According to the suit, filed Thursday in Los Angeles County Superior Court, the county would allow irreversible damage by approving the first phase of the Newhall Ranch development. Construction would also involve unearthing and desecrating American Indian burial sites and would threaten the California condor and the rare San Fernando Valley spineflower, the suit alleges.

“The project, as currently proposed, would harm the river in very significant ways and have substantial negative environmental impacts on water quality, on habitat and wildlife movements, and on greenhouse gas emissions, among other impacts,” the suit contends.

The completed project would eventually house some 60,000 residents along a six-mile stretch of the river. On Friday, a spokesperson for the developer denied the allegations.

The Santa Clara River flows from the San Gabriel Mountains near Acton to its confluence with the Pacific Ocean between Oxnard and Ventura, and is one of two major Southern California rivers still in a relatively natural state, according to environmentalists. Its watershed is home to a great diversity of very rare species, they say.

Collected data entries:

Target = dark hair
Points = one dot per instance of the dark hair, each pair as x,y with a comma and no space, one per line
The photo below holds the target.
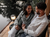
25,12
41,5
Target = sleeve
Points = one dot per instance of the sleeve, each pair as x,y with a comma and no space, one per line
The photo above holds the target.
38,31
17,19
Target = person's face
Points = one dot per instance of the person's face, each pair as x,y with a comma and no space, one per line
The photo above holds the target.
39,11
29,9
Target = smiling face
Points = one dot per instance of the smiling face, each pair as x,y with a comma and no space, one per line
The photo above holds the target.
29,9
39,11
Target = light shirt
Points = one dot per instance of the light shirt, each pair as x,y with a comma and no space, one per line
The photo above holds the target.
37,25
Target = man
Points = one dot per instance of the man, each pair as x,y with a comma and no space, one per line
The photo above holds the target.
38,23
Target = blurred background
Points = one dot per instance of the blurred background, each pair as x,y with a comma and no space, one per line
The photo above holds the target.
10,9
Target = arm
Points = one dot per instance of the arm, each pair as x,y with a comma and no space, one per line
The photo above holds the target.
38,31
19,16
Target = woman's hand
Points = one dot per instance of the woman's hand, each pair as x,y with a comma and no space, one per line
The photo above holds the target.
17,27
23,26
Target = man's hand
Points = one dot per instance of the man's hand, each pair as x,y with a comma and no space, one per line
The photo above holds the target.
23,26
17,27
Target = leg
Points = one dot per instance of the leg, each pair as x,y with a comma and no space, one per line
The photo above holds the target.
12,32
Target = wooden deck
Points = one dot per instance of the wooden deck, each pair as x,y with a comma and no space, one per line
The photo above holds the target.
5,31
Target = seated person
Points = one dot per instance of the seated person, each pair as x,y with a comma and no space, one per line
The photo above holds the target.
38,23
24,17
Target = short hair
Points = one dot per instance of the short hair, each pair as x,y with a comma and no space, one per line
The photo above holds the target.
41,5
25,6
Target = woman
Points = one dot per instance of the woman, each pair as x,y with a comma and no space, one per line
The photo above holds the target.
23,18
38,26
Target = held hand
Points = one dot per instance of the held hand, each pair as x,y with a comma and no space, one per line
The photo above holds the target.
17,27
23,26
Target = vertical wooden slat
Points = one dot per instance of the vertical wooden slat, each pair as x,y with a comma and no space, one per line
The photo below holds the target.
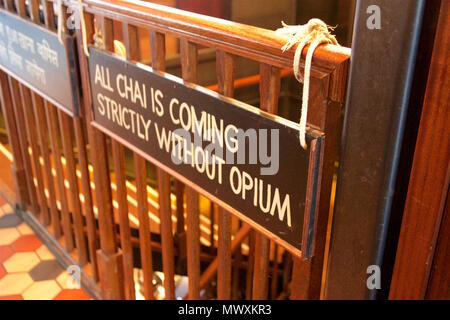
131,40
108,259
158,50
212,222
180,234
225,77
250,265
52,120
269,92
189,59
82,158
66,135
87,194
274,282
9,5
34,11
35,17
22,135
121,193
12,129
49,14
56,148
41,124
30,126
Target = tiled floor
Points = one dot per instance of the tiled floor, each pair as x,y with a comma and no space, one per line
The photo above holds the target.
28,270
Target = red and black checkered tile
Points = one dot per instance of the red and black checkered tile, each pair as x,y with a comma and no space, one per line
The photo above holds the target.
28,270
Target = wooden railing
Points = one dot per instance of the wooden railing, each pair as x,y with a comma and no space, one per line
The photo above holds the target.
95,228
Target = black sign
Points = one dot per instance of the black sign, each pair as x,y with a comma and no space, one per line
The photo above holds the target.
246,160
34,56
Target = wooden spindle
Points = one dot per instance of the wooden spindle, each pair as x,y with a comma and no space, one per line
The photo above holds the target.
225,75
158,50
12,128
41,124
131,40
22,135
121,194
269,93
66,135
88,205
108,259
274,282
189,61
30,126
250,266
52,119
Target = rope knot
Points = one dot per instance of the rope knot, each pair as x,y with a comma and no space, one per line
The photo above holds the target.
314,33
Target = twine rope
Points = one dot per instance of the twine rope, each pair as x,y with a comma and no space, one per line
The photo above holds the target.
314,33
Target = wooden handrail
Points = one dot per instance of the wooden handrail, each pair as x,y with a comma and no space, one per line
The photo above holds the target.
240,39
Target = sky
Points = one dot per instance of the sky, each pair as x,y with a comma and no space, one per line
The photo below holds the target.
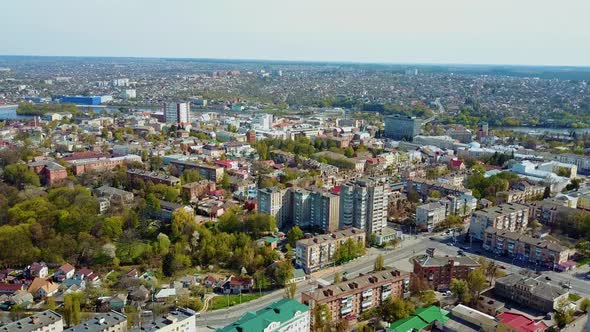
529,32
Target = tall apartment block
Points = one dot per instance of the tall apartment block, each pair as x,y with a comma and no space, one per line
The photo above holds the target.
177,113
510,216
277,203
402,127
363,204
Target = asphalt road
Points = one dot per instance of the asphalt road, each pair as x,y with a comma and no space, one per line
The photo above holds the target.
398,258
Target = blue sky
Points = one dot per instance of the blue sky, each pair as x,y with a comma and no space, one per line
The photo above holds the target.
541,32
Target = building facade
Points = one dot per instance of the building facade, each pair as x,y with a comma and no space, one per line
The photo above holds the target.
317,252
363,205
438,271
402,127
350,298
525,248
510,216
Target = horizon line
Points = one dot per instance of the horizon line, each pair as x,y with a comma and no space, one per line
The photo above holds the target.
306,61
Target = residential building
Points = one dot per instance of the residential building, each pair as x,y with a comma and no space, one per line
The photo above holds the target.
281,316
207,172
363,205
45,321
153,177
275,202
100,163
177,113
178,320
511,321
401,127
301,207
317,252
324,210
438,271
428,216
510,216
115,195
49,171
108,322
526,248
352,297
531,291
198,190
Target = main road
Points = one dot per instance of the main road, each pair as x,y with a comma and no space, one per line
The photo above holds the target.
398,258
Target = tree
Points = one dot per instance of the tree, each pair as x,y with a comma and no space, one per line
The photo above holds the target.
460,289
392,309
293,235
379,264
290,290
20,175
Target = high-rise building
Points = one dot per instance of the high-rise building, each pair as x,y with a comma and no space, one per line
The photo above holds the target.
301,207
275,202
177,113
363,204
324,210
402,127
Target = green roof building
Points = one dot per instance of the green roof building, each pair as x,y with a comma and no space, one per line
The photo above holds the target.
420,319
283,315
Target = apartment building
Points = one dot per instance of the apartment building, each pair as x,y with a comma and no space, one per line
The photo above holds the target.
428,216
178,320
100,163
45,321
510,216
438,271
207,172
108,322
281,316
153,177
526,248
530,291
317,252
324,210
348,299
363,205
277,203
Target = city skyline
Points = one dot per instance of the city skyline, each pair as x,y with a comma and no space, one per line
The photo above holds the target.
459,32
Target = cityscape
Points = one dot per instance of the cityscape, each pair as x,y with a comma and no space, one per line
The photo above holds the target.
157,193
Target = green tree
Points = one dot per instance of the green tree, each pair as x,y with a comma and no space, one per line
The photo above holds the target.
379,264
393,309
20,175
293,235
460,289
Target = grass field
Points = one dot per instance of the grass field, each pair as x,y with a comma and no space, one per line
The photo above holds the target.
221,301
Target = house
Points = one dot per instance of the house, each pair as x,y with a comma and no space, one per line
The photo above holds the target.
41,288
65,271
86,274
236,285
165,293
511,321
9,289
37,270
209,281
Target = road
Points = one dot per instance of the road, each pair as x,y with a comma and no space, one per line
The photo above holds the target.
398,258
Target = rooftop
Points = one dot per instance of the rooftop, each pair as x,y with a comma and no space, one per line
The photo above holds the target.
280,311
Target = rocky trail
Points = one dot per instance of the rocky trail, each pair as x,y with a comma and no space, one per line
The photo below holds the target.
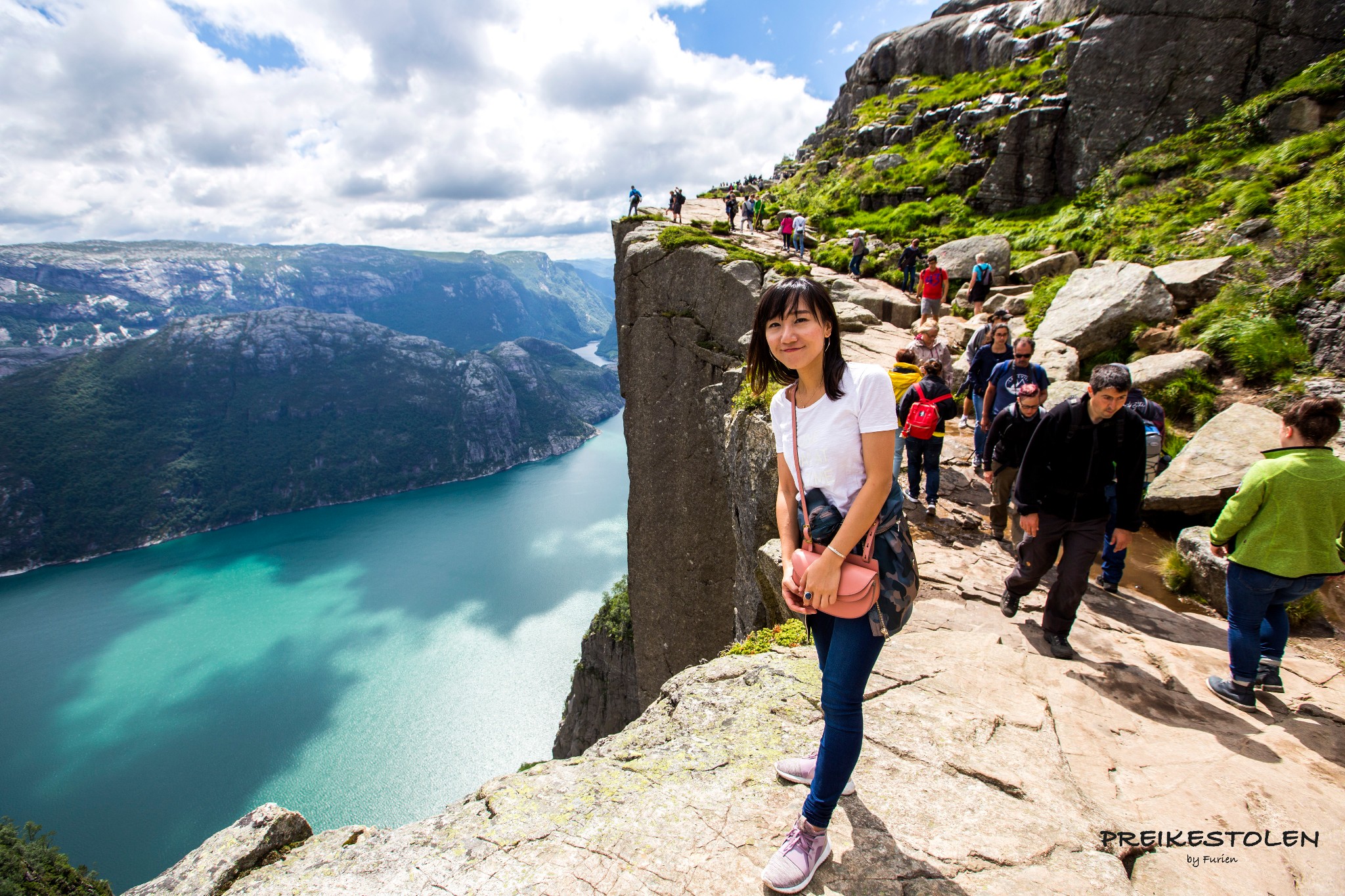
989,766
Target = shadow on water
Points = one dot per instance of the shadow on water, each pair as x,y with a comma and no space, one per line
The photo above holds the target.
154,696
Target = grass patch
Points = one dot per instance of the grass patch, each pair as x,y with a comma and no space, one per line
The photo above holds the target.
1178,574
1305,610
745,400
613,617
791,634
1189,396
1251,328
1043,295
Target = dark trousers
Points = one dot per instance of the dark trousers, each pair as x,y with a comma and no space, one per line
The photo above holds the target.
1036,555
1258,624
847,653
923,454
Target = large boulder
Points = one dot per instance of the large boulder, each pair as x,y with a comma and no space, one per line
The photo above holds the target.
1046,268
1195,281
1208,572
1212,465
854,319
211,868
1059,360
1156,371
959,255
1099,307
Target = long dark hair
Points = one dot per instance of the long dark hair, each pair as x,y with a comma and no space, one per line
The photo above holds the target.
780,300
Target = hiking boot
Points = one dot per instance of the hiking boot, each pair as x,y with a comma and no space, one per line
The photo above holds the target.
1241,696
793,867
799,771
1107,586
1059,645
1268,679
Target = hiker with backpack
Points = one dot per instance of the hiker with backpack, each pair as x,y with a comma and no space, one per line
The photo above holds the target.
1006,442
978,377
923,412
1006,378
1283,534
904,373
982,278
848,565
908,264
858,249
934,291
1079,449
1156,429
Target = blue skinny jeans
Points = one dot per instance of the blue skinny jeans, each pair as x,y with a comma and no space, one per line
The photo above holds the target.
847,653
923,454
1258,624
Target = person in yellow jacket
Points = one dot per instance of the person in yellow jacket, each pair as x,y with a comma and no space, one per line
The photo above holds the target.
904,373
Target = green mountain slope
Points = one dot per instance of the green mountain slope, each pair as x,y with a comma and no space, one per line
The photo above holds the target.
222,419
97,292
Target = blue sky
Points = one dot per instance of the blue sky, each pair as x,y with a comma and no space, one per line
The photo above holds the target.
816,41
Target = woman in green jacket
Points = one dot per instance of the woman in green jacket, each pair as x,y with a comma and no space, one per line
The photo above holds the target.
1283,534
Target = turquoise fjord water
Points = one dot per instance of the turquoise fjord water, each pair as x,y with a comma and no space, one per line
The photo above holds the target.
362,664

▶ TASK STATEMENT
Summarize the text about the Newhall Ranch lawsuit in two sentences.

▶ RESULT
A suit filed Thursday in Los Angeles County Superior Court alleges that by approving the first phase of the Newhall Ranch development, the county would allow irreversible damage, including harm to the river, the desecration of American Indian burial sites, and threats to the California condor and the rare San Fernando Valley spineflower. The completed project would eventually house some 60,000 residents along a six-mile stretch of the river, and a spokesperson for the developer denied the allegations.